Source document:
····················

Open UnixJunkie opened 8 months ago
I have not tested CPU, but the result from GPU seems to almost match with the smi that you tested. I have to add the strict=False
in the QueryModel for it to work (not sure why it does not occur on your side).
I also have to modify some of the script to make the subprocessing works:
def protonate_pkasolver(input_fname: str, output_fname: str, ncpu: int = 1):
from pkasolver.query import QueryModel
from torch import multiprocessing as mp
mp.set_start_method('spawn', force=True)
model = QueryModel()
pool = mp.Pool(ncpu)
with open(output_fname, 'wt') as f:
##pool.close() and .join() are used to erase the ( Producer process has been terminated before all shared CUDA tensors released.) warning
pkasolver_output = pool.imap_unordered(partial(__protonate_pkasolver, model=model), read_input(input_fname))
pool.close()
pool.join()
for smi, name in pkasolver_output:
f.write(f'{smi}\t{name}\n')
Note that I use the mp.Pool(ncpu)
argument to access the GPU memory, which is not a good idea since it can lead to out of memory
error if we use a high number of ncpu
. If we still want to use GPU for this, we probably need to add a ngpu
argument for this function (and its parent function).
Here is the result of the smi test:
I also tried to protonate 100 smiles used for my previous work (using --protonation dimorphite
, and I notice that using --protonation pkasovler
tends to deprotonate the smiles. I am not sure which one is correct.
input: COC(=O)c1nc2[nH]ccc2cc1-c1cccc(C(C)C)c1
dimo : COC(=O)c1nc2[nH]ccc2cc1-c1cccc(C(C)C)c1
pkas : COC(=O)c1nc2[n-]ccc2cc1-c1cccc(C(C)C)c1
input: CC(C)c1cccc(-c2ncc(F)c3[nH]ccc23)c1
dimo : CC(C)c1cccc(-c2ncc(F)c3[nH]ccc23)c1
pkas : CC(C)c1cccc(-c2ncc(F)c3[n-]ccc23)c1
For CPU, I can reproduce the same result as the GPU. However, the CPU gives this error:
File "/home/user/miniforge3/envs/easydock/lib/python3.9/multiprocessing/pool.py", line 268, in __del__
File "/home/user/miniforge3/envs/easydock/lib/python3.9/multiprocessing/queues.py", line 371, in put
AttributeError: 'NoneType' object has no attribute 'dumps'
I resolve this issue by using the pool.close()

····················

Supplied entries:
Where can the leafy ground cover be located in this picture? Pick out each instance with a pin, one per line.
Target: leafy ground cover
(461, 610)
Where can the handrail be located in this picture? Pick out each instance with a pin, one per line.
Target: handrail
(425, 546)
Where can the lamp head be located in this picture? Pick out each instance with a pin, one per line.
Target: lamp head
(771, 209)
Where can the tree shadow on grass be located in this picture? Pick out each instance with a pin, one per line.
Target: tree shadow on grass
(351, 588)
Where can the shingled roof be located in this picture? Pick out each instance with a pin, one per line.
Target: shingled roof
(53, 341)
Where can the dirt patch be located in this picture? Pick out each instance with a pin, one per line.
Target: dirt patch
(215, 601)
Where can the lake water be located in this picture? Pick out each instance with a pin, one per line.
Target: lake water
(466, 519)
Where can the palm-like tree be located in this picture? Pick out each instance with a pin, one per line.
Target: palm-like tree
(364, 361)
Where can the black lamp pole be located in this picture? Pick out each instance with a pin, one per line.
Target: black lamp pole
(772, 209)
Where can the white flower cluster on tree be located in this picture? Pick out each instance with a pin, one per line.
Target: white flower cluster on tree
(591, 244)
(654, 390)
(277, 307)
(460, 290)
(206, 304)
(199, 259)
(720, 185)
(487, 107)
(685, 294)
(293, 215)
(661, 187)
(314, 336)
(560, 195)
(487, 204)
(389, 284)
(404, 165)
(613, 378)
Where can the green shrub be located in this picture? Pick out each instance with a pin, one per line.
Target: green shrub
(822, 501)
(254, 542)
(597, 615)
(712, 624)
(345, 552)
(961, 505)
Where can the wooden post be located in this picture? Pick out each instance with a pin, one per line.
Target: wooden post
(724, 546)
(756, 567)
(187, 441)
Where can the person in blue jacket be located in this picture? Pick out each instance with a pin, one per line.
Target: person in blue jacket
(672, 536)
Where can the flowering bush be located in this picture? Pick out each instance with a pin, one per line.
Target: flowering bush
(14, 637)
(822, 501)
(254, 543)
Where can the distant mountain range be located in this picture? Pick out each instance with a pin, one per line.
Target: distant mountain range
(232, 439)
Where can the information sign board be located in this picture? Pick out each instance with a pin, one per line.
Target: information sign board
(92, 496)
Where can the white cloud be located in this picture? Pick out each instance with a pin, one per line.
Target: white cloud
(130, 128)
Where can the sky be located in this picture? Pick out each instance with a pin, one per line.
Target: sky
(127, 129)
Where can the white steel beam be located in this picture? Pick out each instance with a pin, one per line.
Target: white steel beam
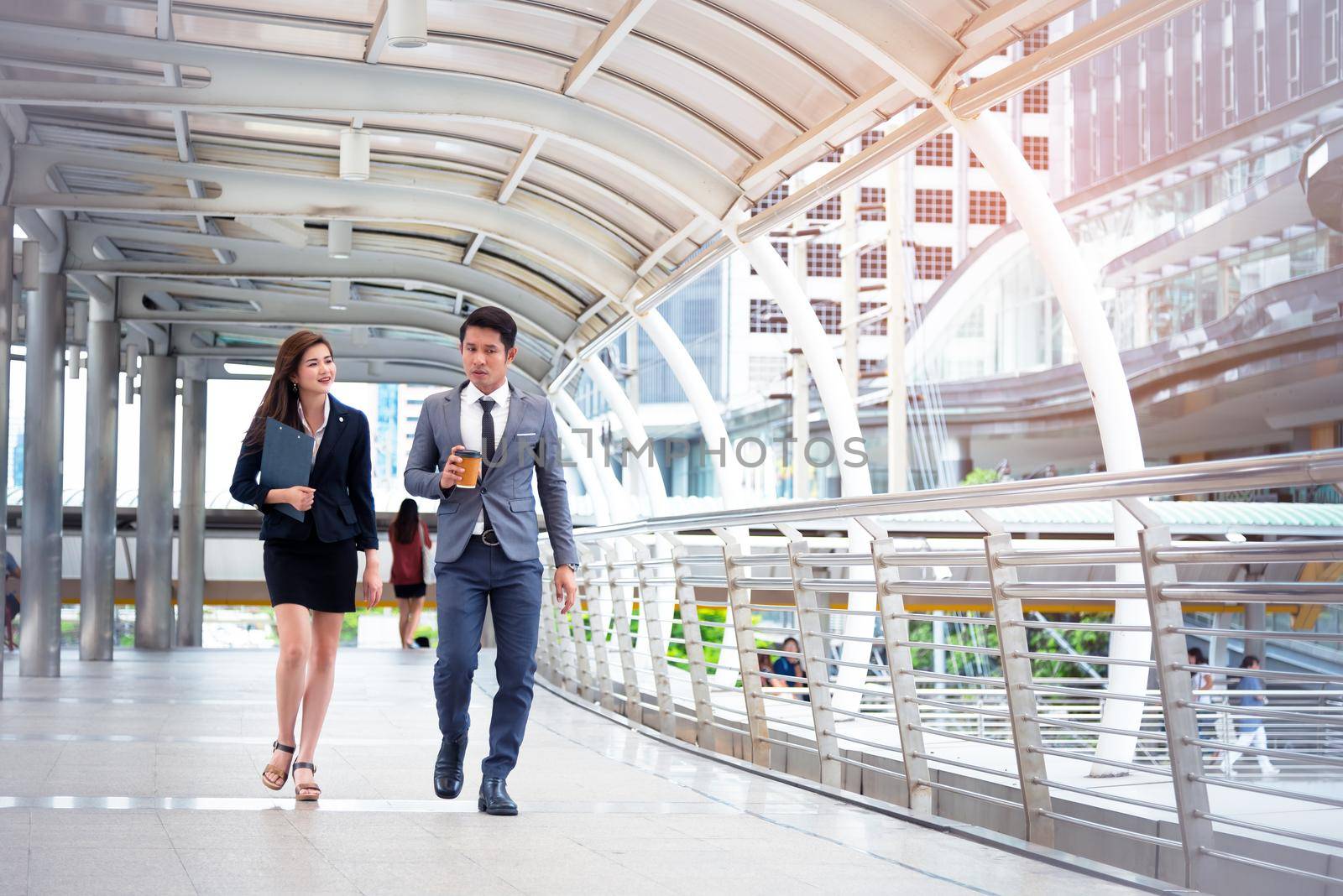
(621, 24)
(272, 194)
(473, 248)
(524, 161)
(268, 260)
(274, 83)
(376, 40)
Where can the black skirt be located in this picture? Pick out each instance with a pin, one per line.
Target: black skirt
(312, 573)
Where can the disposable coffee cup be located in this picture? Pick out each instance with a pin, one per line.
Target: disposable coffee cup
(470, 467)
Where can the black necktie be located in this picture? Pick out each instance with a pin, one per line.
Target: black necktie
(488, 427)
(488, 443)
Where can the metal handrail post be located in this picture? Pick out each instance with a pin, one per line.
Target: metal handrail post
(817, 669)
(599, 591)
(900, 665)
(621, 600)
(739, 602)
(655, 636)
(1177, 694)
(700, 691)
(1017, 683)
(577, 638)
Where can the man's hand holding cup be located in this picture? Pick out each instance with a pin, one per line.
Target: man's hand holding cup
(462, 468)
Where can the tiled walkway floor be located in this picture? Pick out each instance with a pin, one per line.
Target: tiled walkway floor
(143, 775)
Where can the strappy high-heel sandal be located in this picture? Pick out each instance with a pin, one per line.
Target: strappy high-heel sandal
(308, 792)
(275, 770)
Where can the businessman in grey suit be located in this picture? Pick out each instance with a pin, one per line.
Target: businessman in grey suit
(487, 544)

····················

To be done:
Reproduce verbatim the part of the pkasolver thread that begins at the words "Open UnixJunkie opened" and stops after "on your side).". The records have no connection to the pkasolver thread.

The answer:
Open UnixJunkie opened 8 months ago
I have not tested CPU, but the result from GPU seems to almost match with the smi that you tested. I have to add the strict=False
in the QueryModel for it to work (not sure why it does not occur on your side).